(Description of the task) Could you write out the Tower of Babel text word for word, starting with "The first twelve books" and going on through "and so forth."?

(Selected excerpt)
Tower of Babel

What shall we make of Adam and Eve, Noah and the Flood, the Tower of Babel and all those ancient stories in Genesis? Where did Cain get his wife if Adam and Eve were the first two people? Who are the “Nephilim–the sons of God who mated with the daughters of Man–who were ‘heroes in the land’?” (Gen 6.4)

The first twelve books of Genesis are generally accounted by Biblical scholars to be ‘mythological’. In other words, these are ancient stories which the Hebrews adopted and adapted from the surrounding pagan culture from which they came. “The Hebrews” it is argued “were a particularly literal people so they placed these characters and stories within real places as historical figures. In fact, they never existed. It was all made up.

Fundamentalists, on the other hand, insist that these stories are all to be understood literally and historically. They search for the true location of the Garden of Eden, set out on expeditions to find the archeological remains of Noah’s Ark, Place the Tower of Babel in ancient Babylon and so forth.

My own view is somewhere in between. I believe the stories of the first twelve chapters of Genesis are ‘legends’ that work on us in the same way myth does. A ‘legend’ according to my definition, is a story based in real events and historical people which has developed and grown through time, and has been woven into later cultural and literary forms. An example of a ‘legend’ therefore is the story of King Arthur. Most people believe Arthur was some sort of Celtic chieftain during the time so the Roman occupation of Britain. But try going on a search for Camelot. You’ll end up with several different intriguing claims. In fact, no one knows who Arthur was, but over the years we have made countless stories, poems, paintings, films and novels about him.

Likewise, I believe that the characters of the first twelve chapters of Genesis are legendary characters. They really existed and their stories really happened, but the account we have is probably altered in detail, exagerrated here, condensed there as the culture adapted. Did the Hebrews adopt some existing stories? Perhaps, but they were probably already part of their shared heritage.

Finally, we say that these stories are locked in the mists of pre-history. We just don’t know where and when and exactly how these events took place. I believe it is therefore a good and solid Catholic position to allow for the legendary development of these ancient stories, while still asserting that they have their basis in real people and real historical events. I think we must do so, because under the inspiration of the Holy Spirit, they are presented to us as historical events. The writers of the Old Testament are careful to include the geneologies of  Adam and Noah and their descendents and to splice them into the geneology of Abraham. They want us, therefore, to take away from the stories the understanding that these were the real ancestors of the Hebrew people.

(Record excerpts)
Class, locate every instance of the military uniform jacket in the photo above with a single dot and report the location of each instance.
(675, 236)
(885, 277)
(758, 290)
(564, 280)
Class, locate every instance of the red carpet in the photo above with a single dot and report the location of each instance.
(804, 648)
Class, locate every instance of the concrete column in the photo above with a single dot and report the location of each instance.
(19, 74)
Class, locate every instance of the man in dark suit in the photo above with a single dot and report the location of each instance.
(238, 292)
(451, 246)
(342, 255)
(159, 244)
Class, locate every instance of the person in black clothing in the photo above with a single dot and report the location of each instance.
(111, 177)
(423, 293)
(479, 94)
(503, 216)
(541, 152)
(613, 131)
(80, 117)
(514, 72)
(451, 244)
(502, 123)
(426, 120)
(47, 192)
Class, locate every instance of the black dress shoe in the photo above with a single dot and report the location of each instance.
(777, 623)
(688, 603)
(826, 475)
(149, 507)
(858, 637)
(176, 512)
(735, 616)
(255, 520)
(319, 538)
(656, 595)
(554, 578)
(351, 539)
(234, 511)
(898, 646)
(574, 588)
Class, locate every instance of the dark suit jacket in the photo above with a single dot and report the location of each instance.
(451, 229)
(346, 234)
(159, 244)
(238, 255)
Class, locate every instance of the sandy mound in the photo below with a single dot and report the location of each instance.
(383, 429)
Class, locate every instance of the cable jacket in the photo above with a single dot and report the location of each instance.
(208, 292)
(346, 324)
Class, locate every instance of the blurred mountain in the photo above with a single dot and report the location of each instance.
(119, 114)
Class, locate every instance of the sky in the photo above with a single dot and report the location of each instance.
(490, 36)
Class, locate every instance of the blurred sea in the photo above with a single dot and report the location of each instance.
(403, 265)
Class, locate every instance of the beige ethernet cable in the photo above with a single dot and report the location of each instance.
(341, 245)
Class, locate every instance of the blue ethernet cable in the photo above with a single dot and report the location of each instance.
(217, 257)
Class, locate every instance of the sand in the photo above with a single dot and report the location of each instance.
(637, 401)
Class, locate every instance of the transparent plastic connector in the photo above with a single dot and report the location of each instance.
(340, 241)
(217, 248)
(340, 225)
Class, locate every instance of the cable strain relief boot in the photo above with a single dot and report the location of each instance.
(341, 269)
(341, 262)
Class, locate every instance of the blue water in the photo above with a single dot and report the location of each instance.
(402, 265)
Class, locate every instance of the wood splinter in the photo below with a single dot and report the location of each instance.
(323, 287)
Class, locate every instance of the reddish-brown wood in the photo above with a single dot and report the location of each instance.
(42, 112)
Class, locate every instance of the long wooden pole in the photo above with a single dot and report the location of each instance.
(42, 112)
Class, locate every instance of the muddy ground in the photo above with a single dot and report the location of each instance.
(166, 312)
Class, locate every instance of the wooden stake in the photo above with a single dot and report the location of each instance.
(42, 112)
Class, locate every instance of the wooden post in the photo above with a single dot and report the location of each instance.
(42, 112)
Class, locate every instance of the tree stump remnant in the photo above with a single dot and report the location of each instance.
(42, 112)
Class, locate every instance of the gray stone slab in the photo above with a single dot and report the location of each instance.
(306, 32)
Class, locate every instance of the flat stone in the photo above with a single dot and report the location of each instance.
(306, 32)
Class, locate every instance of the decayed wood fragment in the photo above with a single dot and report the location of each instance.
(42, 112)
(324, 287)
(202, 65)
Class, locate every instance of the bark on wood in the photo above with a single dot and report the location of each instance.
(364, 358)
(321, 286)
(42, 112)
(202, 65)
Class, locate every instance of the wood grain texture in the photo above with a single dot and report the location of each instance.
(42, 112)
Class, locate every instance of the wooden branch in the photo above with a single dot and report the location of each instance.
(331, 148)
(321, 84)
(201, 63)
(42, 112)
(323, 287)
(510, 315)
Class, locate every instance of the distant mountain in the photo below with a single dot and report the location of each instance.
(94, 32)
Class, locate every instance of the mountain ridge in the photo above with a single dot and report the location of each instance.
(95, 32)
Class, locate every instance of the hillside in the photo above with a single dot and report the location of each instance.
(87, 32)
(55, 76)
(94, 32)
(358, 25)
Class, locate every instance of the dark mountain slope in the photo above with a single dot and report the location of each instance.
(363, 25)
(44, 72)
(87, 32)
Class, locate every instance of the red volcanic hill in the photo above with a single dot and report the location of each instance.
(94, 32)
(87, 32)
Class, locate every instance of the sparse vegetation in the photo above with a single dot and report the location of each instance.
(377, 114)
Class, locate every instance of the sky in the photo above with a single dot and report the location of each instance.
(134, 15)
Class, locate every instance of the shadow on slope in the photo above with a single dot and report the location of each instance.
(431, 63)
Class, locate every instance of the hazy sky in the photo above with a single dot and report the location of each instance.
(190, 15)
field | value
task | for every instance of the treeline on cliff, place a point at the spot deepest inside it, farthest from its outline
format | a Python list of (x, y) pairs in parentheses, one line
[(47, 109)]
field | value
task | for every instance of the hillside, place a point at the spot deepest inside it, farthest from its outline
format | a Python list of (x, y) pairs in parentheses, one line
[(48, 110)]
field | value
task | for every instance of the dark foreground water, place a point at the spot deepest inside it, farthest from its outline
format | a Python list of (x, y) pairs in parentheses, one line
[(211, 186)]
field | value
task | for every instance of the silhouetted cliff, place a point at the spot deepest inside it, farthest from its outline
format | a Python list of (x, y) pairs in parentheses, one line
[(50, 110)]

(Answer space)
The first twelve books of Genesis are generally accounted by Biblical scholars to be ‘mythological’. In other words, these are ancient stories which the Hebrews adopted and adapted from the surrounding pagan culture from which they came. “The Hebrews” it is argued “were a particularly literal people so they placed these characters and stories within real places as historical figures. In fact, they never existed. It was all made up.

Fundamentalists, on the other hand, insist that these stories are all to be understood literally and historically. They search for the true location of the Garden of Eden, set out on expeditions to find the archeological remains of Noah’s Ark, Place the Tower of Babel in ancient Babylon and so forth.